[Exercise description]:
Below are entries. Reproduce exactly the lines between the line holding "Target: wooden ladle" and the line holding "point_to(query) puts a dot on the rope knot, one", inclusive, and only those.

(Point localization data)
++++++++++

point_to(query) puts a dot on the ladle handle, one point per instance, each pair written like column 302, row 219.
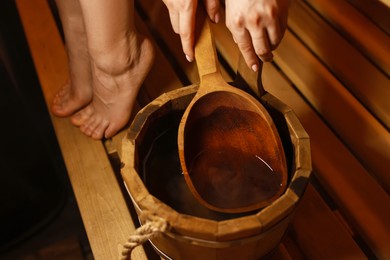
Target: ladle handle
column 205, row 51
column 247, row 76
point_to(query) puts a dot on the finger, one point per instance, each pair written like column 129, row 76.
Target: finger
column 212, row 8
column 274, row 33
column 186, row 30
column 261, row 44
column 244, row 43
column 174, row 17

++++++++++

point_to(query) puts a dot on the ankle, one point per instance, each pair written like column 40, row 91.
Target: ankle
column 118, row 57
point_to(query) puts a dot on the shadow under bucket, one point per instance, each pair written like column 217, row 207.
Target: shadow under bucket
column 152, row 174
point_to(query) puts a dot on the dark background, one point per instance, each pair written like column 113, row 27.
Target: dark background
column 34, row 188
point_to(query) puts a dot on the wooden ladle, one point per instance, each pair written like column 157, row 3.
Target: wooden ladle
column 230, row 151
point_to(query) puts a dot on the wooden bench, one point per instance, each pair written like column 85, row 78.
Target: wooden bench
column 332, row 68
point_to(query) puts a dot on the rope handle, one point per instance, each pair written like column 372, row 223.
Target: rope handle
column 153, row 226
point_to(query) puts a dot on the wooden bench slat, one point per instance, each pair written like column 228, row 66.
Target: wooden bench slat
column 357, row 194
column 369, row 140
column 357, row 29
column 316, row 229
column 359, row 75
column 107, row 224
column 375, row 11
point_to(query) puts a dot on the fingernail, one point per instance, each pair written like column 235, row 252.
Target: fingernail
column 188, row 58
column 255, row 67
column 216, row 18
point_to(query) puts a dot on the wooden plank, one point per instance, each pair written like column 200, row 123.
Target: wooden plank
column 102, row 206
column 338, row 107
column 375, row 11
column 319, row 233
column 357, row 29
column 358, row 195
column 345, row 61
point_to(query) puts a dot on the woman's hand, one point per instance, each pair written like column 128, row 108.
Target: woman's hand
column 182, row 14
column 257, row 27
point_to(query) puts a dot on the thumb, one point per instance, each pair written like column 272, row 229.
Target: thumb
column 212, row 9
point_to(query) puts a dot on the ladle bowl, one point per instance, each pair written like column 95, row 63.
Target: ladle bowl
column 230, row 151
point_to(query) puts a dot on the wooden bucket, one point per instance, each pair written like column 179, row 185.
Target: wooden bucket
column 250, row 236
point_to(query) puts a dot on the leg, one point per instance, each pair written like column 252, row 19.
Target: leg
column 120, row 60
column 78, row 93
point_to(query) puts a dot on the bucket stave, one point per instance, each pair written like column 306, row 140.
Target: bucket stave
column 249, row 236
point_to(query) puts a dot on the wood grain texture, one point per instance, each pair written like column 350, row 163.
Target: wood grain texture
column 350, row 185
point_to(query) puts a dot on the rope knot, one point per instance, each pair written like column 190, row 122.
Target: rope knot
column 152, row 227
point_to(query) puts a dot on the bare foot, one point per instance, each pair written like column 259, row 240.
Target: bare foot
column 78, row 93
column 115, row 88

++++++++++

[Result for this task]:
Target: wooden ladle
column 230, row 151
point_to(query) puts a dot on the wooden bench, one point per instance, each pair written like column 85, row 78.
Target: wooden bench
column 332, row 68
point_to(query) puts a dot on the rope handle, one point per instance, each pair written like column 372, row 223.
Target: rope handle
column 153, row 226
point_to(query) puts a dot on the wooden bench slat, one point per instance, each pair written like column 228, row 66.
Target: wooden bench slat
column 357, row 194
column 369, row 140
column 357, row 29
column 316, row 229
column 359, row 75
column 107, row 224
column 375, row 11
point_to(query) puts a dot on the fingernail, one point per instance, each pair written like column 235, row 252.
Target: fingernail
column 188, row 58
column 255, row 67
column 216, row 18
point_to(query) puts a dot on the wooden plank, one point per instance, each pair written like column 200, row 123.
Target: wooden plank
column 102, row 206
column 338, row 107
column 375, row 11
column 319, row 233
column 357, row 29
column 358, row 195
column 345, row 61
point_to(query) puts a dot on the woman's hand, one point per instance, each pair written like column 128, row 108.
Target: woman's hand
column 182, row 14
column 257, row 27
point_to(query) puts a dot on the thumb, one point per instance, each pair written like column 272, row 229.
Target: thumb
column 212, row 9
point_to(query) puts a dot on the ladle bowl, one point per instance, each pair written like column 95, row 63.
Target: ladle bowl
column 230, row 151
point_to(query) puts a dot on the wooden bucket, one point per instance, each pair written like column 179, row 185.
Target: wooden bucket
column 250, row 236
point_to(query) puts a dot on the leg, one point per instance, each pair written like column 252, row 19.
Target: leg
column 120, row 60
column 78, row 93
point_to(query) puts a dot on the bucket stave, one point per instance, each pair written like column 306, row 140.
Target: bucket stave
column 249, row 236
point_to(query) puts a dot on the wood grain texture, one point per instance, each pair written like column 350, row 163.
Target: wood grain texture
column 350, row 185
point_to(query) puts a dot on the rope knot, one point per instance, each pair written like column 190, row 122.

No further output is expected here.